__Text shown__.
·····

WGBS

What it does

Optionally trimmed reads are mapped to the reference genome using a bisulfite-specific aligner (bwa-meth). Quality metrics are collected and synthesized in a QC report, including bisulfite conversion rate, mapping rate, coverage metrics, and methylation bias.

There are two flags that allow skipping certain QC metric calculation, i.e. --skipDOC and --GCbias. These deactivate or activate, respectively, the depth of coverage (DOC) calculations or GC bias calculation done by deepTools. If you run the workflow with --fromBAM, you can also choose to skip the re-calculation of most QC metrics with --skipBamQC.

Methylation ratios are extracted (via MethylDackel) for CpG positions in the reference genome with a minimum coverage specified by --minCoverage and low SNP allelic frequency (<0.25 illegitimate bases). If a sample sheet is provided, Metilene , DMRseq and/or DSS (as specified by --DMRprograms) will be used to find differentially methylated regions (DMRs). Filtering criterion can be changed both for the CpGs used to find DMRs as well as what are considered as significant DMRs.

../../_images/WGBS_pipeline.png

Input requirements

This pipeline requires fastq files and a genome alias, for which bwa-meth index has been built. Optional inputs include a sample sheet with grouping information to use in differential methylation analysis and a blacklist bed file with genomic positions corresponding to known snps to mask single CpG methylation values.

It is possible to use pipeline-compatible bam files as input. For that, the user has to use the --fromBAM flag and provide the bam file extension if not matched by the default.

Workflow configuration file

## General/Snakemake parameters, only used/set by wrapper or in Snakemake cmdl, but not in Snakefile
outdir:
configFile:
clusterConfigFile:
local: False
maxJobs: 12
## directory with fastq or bam files
indir:
## Genome information
genome:
###SNP black list (bed file)
blacklist:
###sample Sheet
sampleSheet:
###inclusion bounds for methylation extraction
noAutoMethylationBias: False
## FASTQ file extension (default: ".fastq.gz")
ext: '.fastq.gz'
## paired-end read name extension (default: ['_R1', "_R2"])

·····

[Images for locating objects]
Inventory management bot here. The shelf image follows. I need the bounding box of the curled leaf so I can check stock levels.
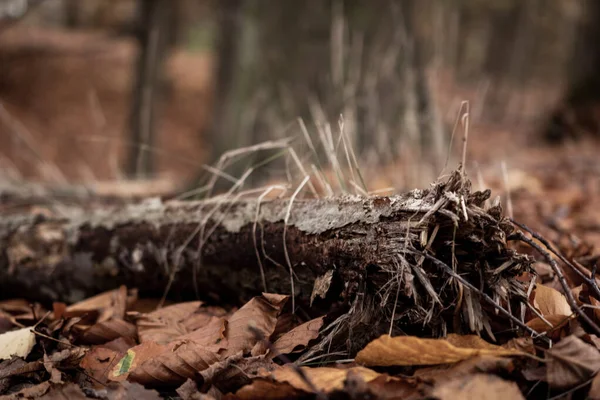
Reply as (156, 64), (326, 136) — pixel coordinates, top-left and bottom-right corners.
(356, 335), (523, 366)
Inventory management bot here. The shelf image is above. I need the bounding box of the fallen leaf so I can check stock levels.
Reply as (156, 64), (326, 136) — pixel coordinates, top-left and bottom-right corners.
(355, 335), (523, 366)
(109, 341), (219, 387)
(63, 286), (137, 322)
(78, 317), (137, 344)
(232, 378), (306, 400)
(39, 383), (88, 400)
(177, 317), (227, 352)
(414, 355), (514, 383)
(271, 317), (324, 357)
(175, 379), (202, 400)
(79, 346), (124, 385)
(432, 374), (525, 400)
(200, 355), (279, 393)
(271, 365), (382, 393)
(546, 335), (600, 389)
(0, 328), (35, 360)
(527, 285), (573, 332)
(106, 382), (163, 400)
(310, 269), (333, 306)
(587, 374), (600, 400)
(135, 301), (203, 343)
(3, 381), (52, 400)
(533, 285), (573, 316)
(224, 293), (289, 356)
(0, 357), (44, 379)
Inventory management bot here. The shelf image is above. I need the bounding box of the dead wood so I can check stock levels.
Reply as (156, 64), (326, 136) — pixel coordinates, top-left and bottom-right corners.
(0, 172), (531, 344)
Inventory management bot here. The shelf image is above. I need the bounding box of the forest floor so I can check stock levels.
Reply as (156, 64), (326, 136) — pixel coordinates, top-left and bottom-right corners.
(0, 26), (600, 399)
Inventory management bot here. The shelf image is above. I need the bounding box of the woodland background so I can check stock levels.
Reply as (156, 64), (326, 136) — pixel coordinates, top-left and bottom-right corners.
(0, 0), (600, 190)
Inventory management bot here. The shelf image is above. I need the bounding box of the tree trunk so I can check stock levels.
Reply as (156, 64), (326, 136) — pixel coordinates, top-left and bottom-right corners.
(0, 173), (529, 338)
(126, 0), (175, 179)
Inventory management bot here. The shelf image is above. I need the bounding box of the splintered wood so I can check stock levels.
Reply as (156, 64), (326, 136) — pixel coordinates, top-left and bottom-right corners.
(0, 171), (531, 342)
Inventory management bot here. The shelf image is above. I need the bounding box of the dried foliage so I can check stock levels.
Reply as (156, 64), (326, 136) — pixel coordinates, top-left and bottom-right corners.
(0, 166), (600, 399)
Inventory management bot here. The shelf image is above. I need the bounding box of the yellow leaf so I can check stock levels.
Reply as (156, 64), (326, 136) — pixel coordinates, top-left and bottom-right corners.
(356, 335), (523, 366)
(271, 366), (381, 393)
(533, 285), (573, 317)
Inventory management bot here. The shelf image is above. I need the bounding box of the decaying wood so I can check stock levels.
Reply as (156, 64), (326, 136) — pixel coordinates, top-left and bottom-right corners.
(0, 172), (530, 340)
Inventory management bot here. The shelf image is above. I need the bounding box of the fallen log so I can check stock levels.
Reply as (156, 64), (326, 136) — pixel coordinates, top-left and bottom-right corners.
(0, 171), (531, 344)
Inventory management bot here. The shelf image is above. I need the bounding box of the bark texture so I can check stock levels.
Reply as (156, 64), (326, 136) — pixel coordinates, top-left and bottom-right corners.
(0, 172), (530, 338)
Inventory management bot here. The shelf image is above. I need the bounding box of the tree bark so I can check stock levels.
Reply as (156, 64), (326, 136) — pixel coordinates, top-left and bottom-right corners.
(126, 0), (175, 179)
(0, 172), (530, 330)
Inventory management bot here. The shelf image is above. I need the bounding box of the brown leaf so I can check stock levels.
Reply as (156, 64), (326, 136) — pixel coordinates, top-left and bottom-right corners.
(546, 335), (600, 389)
(79, 318), (137, 344)
(109, 341), (219, 387)
(355, 335), (523, 366)
(201, 355), (278, 393)
(271, 365), (382, 393)
(40, 383), (88, 400)
(135, 301), (202, 344)
(63, 286), (137, 322)
(177, 317), (227, 352)
(106, 382), (163, 400)
(414, 356), (514, 384)
(2, 381), (52, 400)
(232, 378), (306, 400)
(527, 285), (573, 332)
(0, 357), (44, 379)
(271, 317), (324, 357)
(79, 346), (123, 385)
(432, 374), (525, 400)
(224, 293), (289, 356)
(533, 285), (573, 317)
(587, 374), (600, 400)
(175, 379), (202, 400)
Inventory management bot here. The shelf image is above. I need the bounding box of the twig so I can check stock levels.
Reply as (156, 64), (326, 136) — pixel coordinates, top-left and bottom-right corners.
(248, 325), (327, 400)
(511, 231), (600, 336)
(509, 218), (600, 300)
(283, 175), (310, 314)
(415, 251), (550, 343)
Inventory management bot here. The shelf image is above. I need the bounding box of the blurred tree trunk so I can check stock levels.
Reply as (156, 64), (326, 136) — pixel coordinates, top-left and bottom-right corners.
(125, 0), (176, 179)
(199, 0), (446, 191)
(544, 0), (600, 142)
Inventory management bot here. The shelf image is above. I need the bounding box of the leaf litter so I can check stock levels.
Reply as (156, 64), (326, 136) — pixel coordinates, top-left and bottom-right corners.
(0, 164), (600, 399)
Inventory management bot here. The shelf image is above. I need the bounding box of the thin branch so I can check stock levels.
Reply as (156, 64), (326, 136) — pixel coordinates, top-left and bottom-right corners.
(512, 231), (600, 336)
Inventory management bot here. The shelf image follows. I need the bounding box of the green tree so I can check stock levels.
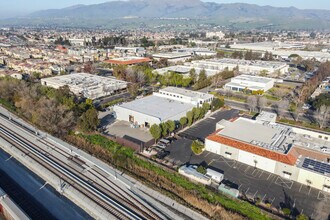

·····

__Prompt__. Continue the WGBS workflow documentation from its last line.

__Response to the task__.
reads: [_R1, _R2]
## Number of reads to downsample from each FASTQ file
downsample:
## Options for trimming
trim: False
trimmer: 'fastp'
trimmerOptions: '-q 5 -l 30 -M 5'
## Bin size of output files in bigWig format
bwBinSize: 25
## Run FASTQC read quality control
fastqc: false
verbose: False
plotFormat: 'png'
#### Flag to control the pipeline entry point
fromBAM: False
bamExt: '.bam'
pairedEnd: True
###Flags to control skipping of certain QC calculations
skipDOC: False
GCbias: False
###Thresholds for filtering of statistical comparisons (DMRs and DMLs)
DMRprograms: 'metilene,dmrseq'
maxDist: 300
minCpGs: 10
minCoverage: 5
FDR: 0.1
minMethDiff: 0.1
###MethylDackel options
MethylDackelOptions: '--mergeContext --maxVariantFrac 0.25 --minDepth 4'
##umi_tools
UMIBarcode: False
bcPattern: NNNNCCCCCCCCC #default: 4 base umi barcode, 9 base cell barcode (eg. RELACS barcode)
UMIDedup: False
UMIDedupSep: "_"
UMIDedupOpts: --paired
aligner: bwameth

Understanding the outputs

The WGBS pipeline invoked fastq files and a sample sheet and the --trim and --fastqc options will generate the following output:

output_dir
├── bwameth
├── cluster_logs
├── dmrseq_sampleSheet_minCoverage5
├── FASTQ
├── FastQC_trimmed
├── FASTQ_fastp
├── MethylDackel
├── metilene_sampleSheet_minCoverage5
├── multiQC
├── originalFASTQ
└── QC_metrics

The workflow produces the following outputs:

  • FASTQ_downsampled: contains read files downsampled to 5mln reads. These are used to calculate conversion rate which would otherwise take a very long time.

  • bwameth: contains bam files obtained through read alignment with bwa-meth and the PCR duplicate removal with sambamba, as well as matching bam index files.

  • dmrseq_sampleSheet_minCoverage<X>: DMRs (DMRs.txt) and a report (Stats_report.html) from DMRseq as well as a saved R session (Session.RData) using the requested minimum coverage. If you rerun the pipeline with a different minimum coverage specified then a new directory will be created.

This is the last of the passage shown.